→ **Task**
Copy the lines below verbatim, beginning with the line that includes "[indicate] the tall" and continuing to the end; leave out everything before it.

→ **Provided data**

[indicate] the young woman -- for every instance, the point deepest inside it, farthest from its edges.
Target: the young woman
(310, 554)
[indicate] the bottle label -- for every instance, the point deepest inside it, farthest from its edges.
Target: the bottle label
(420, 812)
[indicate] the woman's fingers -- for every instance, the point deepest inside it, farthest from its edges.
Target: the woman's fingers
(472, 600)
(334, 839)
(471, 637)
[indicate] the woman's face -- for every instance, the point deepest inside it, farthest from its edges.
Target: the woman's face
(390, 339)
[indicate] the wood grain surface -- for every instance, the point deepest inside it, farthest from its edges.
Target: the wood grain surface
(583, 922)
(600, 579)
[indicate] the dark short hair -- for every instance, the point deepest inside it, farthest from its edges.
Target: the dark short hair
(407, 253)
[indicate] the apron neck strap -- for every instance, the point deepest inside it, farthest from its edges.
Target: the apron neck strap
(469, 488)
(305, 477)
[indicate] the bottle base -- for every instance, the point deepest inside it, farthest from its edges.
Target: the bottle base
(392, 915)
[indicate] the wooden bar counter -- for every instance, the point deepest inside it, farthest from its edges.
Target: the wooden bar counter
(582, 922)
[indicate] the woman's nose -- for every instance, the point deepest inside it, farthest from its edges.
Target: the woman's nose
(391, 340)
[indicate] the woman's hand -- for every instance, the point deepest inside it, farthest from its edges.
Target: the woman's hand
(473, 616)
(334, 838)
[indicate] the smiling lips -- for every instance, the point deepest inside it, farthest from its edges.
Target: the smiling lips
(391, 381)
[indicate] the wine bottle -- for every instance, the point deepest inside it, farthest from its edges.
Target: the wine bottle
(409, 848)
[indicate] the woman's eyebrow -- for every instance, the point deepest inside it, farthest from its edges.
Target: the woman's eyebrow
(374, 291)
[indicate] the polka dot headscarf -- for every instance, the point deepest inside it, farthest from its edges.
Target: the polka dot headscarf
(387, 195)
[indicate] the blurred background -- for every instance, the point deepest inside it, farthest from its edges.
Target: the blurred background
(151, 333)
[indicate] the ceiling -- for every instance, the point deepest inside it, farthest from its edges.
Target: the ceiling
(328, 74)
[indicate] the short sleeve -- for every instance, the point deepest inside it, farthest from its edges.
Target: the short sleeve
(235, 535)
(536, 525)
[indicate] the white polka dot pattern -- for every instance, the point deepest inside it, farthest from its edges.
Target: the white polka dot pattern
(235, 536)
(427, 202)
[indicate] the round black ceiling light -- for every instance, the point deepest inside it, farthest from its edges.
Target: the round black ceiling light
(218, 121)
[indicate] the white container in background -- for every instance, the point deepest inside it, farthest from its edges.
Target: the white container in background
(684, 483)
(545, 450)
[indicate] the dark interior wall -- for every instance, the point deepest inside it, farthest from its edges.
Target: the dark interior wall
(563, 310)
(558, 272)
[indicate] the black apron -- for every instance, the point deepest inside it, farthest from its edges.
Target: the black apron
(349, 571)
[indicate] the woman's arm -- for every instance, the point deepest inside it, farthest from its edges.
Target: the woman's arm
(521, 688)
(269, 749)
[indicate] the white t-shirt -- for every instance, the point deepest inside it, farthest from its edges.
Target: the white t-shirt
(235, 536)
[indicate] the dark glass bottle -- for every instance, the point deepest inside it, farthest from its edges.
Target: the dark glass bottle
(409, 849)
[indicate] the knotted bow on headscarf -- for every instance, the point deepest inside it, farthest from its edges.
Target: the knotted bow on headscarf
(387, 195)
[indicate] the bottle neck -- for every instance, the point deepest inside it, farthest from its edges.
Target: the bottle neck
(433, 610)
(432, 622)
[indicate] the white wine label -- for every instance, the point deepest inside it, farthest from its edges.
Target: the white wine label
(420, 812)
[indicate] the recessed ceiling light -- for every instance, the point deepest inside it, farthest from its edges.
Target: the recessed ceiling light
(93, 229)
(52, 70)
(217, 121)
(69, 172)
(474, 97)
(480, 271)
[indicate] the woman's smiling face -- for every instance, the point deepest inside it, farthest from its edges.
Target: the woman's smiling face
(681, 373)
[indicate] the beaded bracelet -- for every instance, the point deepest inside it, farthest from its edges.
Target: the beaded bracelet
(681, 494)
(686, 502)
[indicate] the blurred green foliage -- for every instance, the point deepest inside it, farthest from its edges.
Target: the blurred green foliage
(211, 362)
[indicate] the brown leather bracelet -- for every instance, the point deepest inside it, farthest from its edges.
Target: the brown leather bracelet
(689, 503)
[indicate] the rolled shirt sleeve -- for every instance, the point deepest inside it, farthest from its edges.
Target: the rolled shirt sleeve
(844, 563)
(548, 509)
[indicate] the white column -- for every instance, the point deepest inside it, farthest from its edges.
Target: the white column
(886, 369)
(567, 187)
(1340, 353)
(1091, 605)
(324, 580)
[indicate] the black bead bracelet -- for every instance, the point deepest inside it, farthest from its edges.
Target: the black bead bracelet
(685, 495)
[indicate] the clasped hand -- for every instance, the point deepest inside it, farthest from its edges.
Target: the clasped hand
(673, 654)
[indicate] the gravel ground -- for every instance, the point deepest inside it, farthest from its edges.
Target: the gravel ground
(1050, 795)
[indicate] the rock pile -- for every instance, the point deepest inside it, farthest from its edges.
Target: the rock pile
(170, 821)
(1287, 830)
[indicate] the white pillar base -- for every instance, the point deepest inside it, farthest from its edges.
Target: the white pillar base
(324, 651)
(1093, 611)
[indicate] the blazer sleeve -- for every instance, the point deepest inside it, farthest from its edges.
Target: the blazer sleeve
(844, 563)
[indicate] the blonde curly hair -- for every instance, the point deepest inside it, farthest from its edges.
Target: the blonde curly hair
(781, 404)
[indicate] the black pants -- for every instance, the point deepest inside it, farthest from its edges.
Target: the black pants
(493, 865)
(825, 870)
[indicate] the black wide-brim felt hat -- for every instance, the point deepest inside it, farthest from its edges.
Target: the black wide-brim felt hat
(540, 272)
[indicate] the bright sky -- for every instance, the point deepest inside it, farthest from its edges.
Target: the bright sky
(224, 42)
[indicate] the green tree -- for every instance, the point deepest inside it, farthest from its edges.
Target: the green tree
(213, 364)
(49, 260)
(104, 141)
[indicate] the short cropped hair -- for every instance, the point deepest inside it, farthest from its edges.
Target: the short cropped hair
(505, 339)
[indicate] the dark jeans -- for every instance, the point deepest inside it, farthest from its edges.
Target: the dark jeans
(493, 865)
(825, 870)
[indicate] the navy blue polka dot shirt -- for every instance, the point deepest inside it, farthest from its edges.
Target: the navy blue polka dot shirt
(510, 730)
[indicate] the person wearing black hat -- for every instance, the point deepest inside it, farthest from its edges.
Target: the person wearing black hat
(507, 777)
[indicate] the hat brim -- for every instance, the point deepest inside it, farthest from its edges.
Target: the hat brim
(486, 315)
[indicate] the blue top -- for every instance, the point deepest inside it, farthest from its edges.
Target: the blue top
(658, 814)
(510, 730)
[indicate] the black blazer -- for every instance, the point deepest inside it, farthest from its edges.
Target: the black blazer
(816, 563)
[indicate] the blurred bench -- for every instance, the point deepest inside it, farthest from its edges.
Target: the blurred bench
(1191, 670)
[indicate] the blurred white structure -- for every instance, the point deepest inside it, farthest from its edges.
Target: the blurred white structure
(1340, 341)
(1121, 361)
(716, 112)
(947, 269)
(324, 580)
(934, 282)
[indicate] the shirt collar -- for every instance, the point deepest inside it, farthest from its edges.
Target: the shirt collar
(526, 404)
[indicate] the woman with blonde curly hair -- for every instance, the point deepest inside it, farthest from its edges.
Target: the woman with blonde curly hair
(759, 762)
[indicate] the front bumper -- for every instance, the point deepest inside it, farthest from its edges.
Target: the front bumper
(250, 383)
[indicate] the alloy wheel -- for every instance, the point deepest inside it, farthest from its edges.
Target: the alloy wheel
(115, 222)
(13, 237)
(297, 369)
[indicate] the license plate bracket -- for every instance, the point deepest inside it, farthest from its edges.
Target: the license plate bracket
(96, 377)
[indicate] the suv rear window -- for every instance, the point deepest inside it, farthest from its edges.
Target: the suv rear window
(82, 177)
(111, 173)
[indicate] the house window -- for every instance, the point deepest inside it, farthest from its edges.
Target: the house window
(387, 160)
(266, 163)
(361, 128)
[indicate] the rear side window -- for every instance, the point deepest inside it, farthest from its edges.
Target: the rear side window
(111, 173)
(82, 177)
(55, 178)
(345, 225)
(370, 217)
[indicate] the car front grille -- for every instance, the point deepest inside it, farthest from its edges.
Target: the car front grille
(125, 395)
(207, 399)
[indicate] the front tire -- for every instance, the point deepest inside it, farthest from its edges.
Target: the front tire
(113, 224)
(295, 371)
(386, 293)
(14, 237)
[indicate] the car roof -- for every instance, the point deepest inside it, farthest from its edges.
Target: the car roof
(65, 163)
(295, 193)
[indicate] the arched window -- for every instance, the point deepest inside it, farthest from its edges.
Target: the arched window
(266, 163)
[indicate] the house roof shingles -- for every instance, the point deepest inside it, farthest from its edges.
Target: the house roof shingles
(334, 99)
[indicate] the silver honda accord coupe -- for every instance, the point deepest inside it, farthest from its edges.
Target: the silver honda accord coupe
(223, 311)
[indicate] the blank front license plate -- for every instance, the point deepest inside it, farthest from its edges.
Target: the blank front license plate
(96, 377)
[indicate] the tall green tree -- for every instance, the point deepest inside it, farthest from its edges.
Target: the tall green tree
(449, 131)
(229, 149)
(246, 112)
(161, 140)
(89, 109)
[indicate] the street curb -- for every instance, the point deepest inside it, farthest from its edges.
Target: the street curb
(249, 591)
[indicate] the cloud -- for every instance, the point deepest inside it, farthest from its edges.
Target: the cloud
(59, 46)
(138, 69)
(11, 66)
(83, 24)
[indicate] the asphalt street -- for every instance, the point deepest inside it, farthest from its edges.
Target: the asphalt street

→ **Full answer**
[indicate] the tall green tree -- for every instance, the point deepest inside it, farthest from its edges.
Target: the tall green tree
(449, 131)
(229, 149)
(246, 112)
(161, 140)
(89, 109)
[indicate] the street curb -- for every instance, the point deepest inside it, farthest from its edges.
Target: the street curb
(249, 591)
[indicate] the cloud -- for every instance, the point deepest inside it, farthest from its edges.
Target: the cloud
(59, 46)
(138, 69)
(11, 66)
(83, 24)
[indicate] the asphalt street -- for every instance, the point deepest inside it, farthest from its edges.
Target: the asphalt street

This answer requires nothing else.